* 提示文:
==*==

近代以降の私たちは外側に力を求めがちです。内省することや、空を見上げることもあまりせずに。それは、外にしか目が向いていないからです。力はすごくあるんだけど、その力がすべて外に向かっているから、自分の傍にある愛を大切に生きていない。

本質的に平和って何か考えたとき、個が自立して多様で皆が好き勝手にやる世界なのか、それとも、皆が協調し合って一つとして愛し合う世界なのかっていうと、そのどちらでもない。要は、それを止揚させた世界でなくてはいけない。

17世紀の科学革命から近代までの人間中心主義の時代を経て、もう一度、コミュニティに回帰するといったとき、その時代を経たからこそ近代以前のコミュニティとは全然違うものにならなくてはならない。では、近代以前との違いは何かというと、一人一人が力を持ちながら全体の愛に還ることが多拠点依存だと思っています。

コーファミリーの定義

NWF事務局:Ciftさんが標榜する「コーファミリー」とは何でしょうか?

 コーファミリーの定義が3つあって、「拡張家族であること」「協同組合であること」と「複数の家庭や組織に所属している個人の集合体」ということ。「共に暮らし共に働く自立した個人の集合体」という状態が今の僕の中でのコーファミリーの定義です。

なぜ協同組合なのかというと、近代以降の資本主義経済の象徴が株式会社だと思うんです。経営者と出資者を分けて、経営者が力で管理して、出資者に利益を納めるモデルですね。それに対して、愛を中心としながら自立した個人が力を発揮していく共創中心の組織形態を考えると、冠は協同組合ということになると思うんです。

本質的な違いは何かというと、会社というのは外的要件の決まった条件に沿って管理される組織ですよね。要は給料が先に決まっていて、仕事がそれに見合っているかどうか、という働き方になる。

でも、協同組合は内的な自発から、他者と共創が起こり、そのことに対してお金がついてくるという流れになる。お金の流れが変わると思っています。内的動機から始まり、その後に外的条件がついてくる。それが本質的なギフトエコノミーだと思うんです。

==*==

* 保存データ:
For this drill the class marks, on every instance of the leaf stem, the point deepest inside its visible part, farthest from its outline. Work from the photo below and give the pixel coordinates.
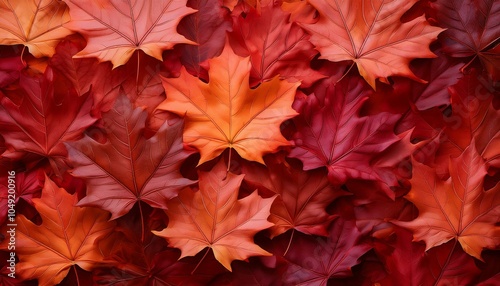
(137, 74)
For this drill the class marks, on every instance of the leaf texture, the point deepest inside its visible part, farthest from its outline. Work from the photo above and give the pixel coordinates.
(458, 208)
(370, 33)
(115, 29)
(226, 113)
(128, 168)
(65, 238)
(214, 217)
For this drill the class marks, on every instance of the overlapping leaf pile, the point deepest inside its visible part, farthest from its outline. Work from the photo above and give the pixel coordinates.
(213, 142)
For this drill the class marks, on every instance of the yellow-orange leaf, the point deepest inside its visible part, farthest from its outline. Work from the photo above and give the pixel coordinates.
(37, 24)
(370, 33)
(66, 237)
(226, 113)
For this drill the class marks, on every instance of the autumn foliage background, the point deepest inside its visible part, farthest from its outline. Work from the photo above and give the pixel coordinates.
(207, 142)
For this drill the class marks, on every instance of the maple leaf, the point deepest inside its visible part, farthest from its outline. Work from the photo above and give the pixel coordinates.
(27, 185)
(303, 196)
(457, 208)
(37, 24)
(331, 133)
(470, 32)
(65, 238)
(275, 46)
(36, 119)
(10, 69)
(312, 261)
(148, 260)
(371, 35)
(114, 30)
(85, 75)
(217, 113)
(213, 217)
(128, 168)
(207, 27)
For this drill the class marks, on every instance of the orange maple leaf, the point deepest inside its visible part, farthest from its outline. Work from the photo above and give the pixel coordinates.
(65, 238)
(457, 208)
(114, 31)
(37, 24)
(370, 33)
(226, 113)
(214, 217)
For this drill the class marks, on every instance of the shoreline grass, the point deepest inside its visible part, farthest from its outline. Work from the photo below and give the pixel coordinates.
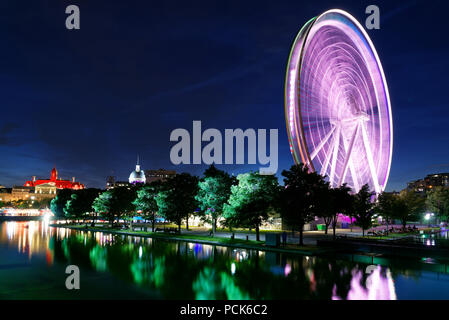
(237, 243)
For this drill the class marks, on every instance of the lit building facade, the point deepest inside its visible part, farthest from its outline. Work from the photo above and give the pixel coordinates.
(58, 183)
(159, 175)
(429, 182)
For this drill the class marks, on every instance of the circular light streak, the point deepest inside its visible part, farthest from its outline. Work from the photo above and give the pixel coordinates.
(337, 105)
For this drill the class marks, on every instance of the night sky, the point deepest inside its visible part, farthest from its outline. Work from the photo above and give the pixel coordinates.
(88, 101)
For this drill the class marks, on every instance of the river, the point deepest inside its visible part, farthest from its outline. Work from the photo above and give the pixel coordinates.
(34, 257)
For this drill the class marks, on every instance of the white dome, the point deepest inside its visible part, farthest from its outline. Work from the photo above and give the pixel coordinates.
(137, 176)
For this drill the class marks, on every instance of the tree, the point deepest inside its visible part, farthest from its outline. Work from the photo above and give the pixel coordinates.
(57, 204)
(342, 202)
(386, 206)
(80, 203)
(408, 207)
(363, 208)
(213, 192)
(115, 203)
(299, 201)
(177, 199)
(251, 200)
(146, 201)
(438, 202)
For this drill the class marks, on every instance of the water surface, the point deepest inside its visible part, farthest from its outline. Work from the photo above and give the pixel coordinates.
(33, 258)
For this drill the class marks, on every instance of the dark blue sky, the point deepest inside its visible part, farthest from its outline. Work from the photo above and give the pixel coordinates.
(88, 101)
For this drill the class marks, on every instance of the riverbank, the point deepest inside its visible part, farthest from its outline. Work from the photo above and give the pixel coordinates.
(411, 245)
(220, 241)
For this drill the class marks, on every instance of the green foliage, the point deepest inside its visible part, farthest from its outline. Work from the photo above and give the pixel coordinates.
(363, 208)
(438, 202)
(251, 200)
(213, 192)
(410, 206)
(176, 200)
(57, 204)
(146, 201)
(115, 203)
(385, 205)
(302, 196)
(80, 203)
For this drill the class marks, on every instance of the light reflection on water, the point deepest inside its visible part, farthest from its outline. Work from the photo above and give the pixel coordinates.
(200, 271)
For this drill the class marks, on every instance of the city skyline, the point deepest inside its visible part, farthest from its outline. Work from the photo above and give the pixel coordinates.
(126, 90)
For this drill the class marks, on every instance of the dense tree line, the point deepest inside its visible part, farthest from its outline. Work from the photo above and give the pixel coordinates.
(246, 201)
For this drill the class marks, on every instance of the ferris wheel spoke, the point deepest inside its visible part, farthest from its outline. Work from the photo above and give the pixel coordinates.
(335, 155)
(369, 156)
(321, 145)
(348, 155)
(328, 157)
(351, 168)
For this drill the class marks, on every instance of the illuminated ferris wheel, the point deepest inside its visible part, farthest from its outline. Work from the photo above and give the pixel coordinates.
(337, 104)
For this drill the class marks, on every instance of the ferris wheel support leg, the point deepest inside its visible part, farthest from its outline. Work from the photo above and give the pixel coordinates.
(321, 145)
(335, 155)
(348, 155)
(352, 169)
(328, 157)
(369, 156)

==*==

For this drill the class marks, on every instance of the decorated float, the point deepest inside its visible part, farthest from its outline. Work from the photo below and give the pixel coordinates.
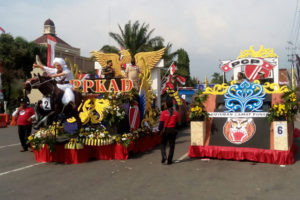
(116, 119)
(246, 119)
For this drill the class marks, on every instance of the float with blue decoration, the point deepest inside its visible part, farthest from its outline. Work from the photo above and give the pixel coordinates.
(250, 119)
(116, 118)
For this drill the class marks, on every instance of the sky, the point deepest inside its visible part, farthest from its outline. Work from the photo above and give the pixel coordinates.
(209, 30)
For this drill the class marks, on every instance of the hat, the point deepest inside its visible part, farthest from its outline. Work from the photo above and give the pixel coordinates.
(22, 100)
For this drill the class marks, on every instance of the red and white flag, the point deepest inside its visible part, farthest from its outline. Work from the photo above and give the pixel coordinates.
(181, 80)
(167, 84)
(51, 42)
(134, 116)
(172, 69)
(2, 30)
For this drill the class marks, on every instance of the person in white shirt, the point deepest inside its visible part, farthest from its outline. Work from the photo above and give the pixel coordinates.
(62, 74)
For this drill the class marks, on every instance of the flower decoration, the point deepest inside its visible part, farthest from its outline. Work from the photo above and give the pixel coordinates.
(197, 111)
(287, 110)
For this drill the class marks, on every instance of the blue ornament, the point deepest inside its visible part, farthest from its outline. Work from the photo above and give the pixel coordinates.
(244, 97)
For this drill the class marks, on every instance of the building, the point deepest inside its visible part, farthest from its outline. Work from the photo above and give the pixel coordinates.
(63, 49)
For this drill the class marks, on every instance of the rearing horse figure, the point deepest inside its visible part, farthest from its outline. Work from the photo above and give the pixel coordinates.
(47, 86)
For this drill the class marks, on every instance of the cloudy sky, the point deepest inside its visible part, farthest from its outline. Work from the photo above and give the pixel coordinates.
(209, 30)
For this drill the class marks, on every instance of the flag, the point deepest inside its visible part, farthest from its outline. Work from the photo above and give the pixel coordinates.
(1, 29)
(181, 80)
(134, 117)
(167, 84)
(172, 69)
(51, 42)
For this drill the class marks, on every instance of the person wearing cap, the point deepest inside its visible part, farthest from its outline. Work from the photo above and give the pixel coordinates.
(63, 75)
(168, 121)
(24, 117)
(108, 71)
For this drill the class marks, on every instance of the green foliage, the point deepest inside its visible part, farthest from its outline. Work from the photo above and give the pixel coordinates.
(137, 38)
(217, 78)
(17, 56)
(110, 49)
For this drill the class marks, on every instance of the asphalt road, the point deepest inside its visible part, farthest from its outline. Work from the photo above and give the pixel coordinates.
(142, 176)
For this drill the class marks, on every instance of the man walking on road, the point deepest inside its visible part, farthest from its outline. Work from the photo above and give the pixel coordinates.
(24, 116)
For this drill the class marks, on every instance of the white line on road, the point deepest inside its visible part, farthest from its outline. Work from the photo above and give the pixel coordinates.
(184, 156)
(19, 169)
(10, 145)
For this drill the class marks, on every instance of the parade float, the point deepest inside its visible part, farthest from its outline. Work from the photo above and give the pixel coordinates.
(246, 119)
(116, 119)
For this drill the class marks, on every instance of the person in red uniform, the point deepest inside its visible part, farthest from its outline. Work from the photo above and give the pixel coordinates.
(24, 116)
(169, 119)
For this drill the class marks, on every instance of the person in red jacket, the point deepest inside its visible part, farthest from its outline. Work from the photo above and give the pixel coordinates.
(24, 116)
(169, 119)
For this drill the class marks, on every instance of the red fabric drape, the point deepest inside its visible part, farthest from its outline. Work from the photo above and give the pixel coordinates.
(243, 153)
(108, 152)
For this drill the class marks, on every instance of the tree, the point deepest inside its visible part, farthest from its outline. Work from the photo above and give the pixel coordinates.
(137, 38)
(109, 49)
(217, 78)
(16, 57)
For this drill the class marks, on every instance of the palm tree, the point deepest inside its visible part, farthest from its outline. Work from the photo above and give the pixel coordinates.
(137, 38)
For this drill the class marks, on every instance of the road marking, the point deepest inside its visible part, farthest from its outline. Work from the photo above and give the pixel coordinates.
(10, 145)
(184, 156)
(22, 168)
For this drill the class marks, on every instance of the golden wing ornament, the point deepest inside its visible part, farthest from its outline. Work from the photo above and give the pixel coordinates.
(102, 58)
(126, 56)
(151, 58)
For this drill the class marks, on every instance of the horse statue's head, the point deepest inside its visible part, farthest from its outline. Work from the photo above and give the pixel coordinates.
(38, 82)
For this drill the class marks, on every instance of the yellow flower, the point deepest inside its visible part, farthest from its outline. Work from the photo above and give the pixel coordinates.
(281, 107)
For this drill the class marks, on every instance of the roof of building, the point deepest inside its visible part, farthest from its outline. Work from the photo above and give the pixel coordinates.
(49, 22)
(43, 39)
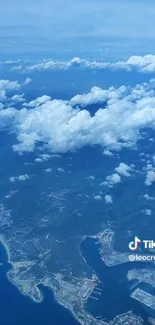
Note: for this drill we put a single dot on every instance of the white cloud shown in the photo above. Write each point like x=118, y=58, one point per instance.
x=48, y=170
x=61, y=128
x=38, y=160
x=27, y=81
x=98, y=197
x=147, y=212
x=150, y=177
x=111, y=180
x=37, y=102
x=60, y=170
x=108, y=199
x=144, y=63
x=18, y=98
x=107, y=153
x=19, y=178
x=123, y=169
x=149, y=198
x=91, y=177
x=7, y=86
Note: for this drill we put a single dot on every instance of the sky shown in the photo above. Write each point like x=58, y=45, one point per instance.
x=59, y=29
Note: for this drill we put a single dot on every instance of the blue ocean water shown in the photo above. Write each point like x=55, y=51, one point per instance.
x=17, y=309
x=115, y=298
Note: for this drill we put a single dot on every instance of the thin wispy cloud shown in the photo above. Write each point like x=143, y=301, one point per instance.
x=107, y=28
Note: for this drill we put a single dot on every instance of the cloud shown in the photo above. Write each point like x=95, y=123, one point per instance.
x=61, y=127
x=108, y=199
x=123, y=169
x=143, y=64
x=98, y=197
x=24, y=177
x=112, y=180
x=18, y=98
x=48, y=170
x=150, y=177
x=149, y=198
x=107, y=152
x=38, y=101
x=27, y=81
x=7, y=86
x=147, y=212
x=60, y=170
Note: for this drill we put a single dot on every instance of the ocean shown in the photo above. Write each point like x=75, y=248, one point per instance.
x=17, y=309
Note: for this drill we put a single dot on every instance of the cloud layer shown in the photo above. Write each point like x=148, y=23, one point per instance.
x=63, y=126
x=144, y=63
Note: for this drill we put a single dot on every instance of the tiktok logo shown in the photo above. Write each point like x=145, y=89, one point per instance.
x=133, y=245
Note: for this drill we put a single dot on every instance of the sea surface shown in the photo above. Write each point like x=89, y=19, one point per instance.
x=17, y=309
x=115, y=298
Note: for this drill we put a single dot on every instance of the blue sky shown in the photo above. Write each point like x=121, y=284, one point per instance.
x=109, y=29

==*==

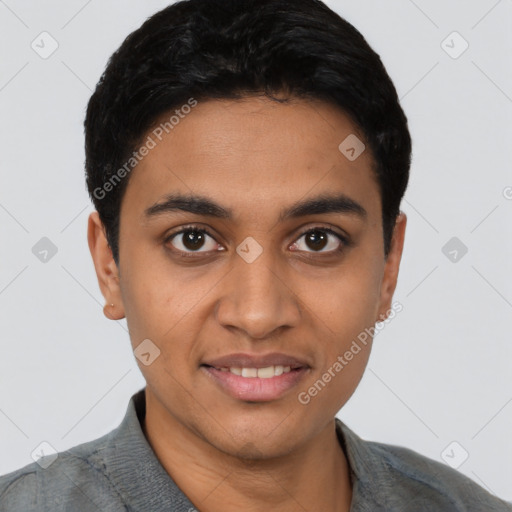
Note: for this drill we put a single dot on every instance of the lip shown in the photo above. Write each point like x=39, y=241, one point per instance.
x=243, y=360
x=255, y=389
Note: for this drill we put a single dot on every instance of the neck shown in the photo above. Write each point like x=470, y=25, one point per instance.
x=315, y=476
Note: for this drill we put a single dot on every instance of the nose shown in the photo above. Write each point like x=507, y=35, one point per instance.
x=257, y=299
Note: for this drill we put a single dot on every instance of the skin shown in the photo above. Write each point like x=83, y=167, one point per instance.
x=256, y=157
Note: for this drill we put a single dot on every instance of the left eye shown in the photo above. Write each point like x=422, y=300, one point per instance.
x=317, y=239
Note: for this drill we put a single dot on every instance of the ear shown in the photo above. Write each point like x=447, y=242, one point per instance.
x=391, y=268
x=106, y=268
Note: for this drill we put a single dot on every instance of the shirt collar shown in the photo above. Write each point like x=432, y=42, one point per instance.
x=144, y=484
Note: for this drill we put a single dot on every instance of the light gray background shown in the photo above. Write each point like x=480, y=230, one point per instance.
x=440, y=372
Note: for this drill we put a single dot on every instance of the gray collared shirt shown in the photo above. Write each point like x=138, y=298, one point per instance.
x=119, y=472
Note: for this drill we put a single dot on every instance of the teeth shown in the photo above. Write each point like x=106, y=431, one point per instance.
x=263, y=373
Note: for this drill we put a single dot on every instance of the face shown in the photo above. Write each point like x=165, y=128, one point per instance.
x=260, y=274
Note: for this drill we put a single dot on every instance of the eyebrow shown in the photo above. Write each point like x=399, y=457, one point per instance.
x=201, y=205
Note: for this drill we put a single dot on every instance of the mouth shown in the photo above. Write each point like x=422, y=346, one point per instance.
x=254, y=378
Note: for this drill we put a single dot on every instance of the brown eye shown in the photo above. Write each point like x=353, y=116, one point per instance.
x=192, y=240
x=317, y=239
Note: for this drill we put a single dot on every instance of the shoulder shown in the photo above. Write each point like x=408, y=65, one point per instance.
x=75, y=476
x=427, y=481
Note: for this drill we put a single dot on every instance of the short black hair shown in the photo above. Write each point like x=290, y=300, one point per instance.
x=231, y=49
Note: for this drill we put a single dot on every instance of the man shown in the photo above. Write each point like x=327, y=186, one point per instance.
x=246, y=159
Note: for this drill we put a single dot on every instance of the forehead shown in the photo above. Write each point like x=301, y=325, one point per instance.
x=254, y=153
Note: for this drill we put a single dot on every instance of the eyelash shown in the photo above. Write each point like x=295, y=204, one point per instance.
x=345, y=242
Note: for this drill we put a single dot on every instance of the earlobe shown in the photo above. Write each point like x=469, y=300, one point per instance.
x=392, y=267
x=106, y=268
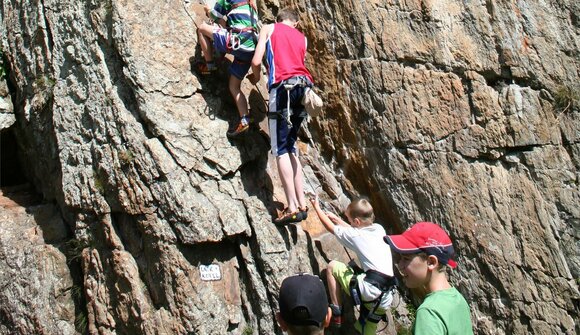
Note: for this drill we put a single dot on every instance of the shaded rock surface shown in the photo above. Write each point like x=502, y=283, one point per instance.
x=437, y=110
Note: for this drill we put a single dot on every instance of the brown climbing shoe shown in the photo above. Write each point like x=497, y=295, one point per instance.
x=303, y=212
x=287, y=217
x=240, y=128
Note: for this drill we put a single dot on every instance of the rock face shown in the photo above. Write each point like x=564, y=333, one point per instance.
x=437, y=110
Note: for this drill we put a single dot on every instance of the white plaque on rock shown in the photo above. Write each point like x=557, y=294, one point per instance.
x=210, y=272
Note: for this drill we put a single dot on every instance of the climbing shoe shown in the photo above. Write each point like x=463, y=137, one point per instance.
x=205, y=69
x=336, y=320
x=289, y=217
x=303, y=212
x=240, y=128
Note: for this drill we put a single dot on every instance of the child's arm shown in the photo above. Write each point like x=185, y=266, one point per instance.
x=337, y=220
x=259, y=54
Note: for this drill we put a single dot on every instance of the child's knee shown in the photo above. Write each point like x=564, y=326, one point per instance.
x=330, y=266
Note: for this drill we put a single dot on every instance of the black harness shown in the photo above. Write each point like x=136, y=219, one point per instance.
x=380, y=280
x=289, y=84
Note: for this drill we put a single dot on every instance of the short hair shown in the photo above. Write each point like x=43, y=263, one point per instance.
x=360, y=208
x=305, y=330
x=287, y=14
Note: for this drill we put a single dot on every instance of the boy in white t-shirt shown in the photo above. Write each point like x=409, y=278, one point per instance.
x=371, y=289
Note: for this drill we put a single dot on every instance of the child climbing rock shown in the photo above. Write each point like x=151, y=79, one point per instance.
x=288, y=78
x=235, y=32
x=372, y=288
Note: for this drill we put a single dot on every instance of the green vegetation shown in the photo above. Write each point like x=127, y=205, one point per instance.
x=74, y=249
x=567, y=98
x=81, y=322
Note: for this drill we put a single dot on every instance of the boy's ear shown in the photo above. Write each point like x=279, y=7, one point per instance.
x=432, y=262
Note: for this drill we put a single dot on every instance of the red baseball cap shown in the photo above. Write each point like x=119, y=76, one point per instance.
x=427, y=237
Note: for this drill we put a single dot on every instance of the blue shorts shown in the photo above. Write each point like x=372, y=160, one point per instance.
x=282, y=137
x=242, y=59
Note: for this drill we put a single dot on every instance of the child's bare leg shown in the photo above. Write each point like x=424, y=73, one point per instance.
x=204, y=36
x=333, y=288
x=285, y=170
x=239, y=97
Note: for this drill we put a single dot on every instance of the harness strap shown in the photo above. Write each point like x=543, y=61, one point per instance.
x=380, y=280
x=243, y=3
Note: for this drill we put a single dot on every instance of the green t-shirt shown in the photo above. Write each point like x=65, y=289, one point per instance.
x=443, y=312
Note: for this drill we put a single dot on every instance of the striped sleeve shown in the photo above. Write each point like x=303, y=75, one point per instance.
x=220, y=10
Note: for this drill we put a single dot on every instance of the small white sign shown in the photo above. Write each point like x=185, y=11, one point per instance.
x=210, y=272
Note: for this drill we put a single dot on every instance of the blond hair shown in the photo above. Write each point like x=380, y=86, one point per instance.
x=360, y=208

==*==

* 課題の指示:
1. 次の記述(a)〜(c)がコーファミリーについての提示文の内容と一致するかどうかを、それぞれ「はい」または「いいえ」で答え、判断の根拠となる提示文の語句をそのまま引用してください。(a) コーファミリーの定義は3つあるとされている。(b) 株式会社は近代以降の資本主義経済の象徴だとされている。(c) 協同組合では給料が先に決まっているとされている。
2. コーファミリーについての提示文を、その最後の文の後から書き継いでください。

* 記述解答:
1.
(a) はい。「コーファミリーの定義が3つあって」
(b) はい。「近代以降の資本主義経済の象徴が株式会社だと思うんです」
(c) いいえ。「協同組合は内的な自発から、他者と共創が起こり、そのことに対してお金がついてくるという流れになる」

2.
しかし共創で物事を進めると、期限通りに質の高いものを作らなくなる恐れもありますよね。こっちにはこっちの弱さがあって、他方、管理にはその良さもあるけど脆さもある、と。

両者の態度は相容れないのです。会社の方は、ピラミッド型の軍隊のような組織を作って、きちんと役割を分けて期限通りにやるようにマネージャーがしっかり管理していく。一方共創は逆ピラミッド型で、みんなが好きにやって、だんだん創発しながらできてくるみたいな感。この二つを統合しようとした時に矛盾を受け容れた上で、昇華させることに皆で挑戦しています。

NWF事務局:壮大な社会実験なんですね。

終末論みたいな話をするのは気持ち悪いですけど、近代以降築いてきた社会の限界が近づいている気がしています。そのとき、今までの常識が使えなくなった世界でどう生きるのか、ということです。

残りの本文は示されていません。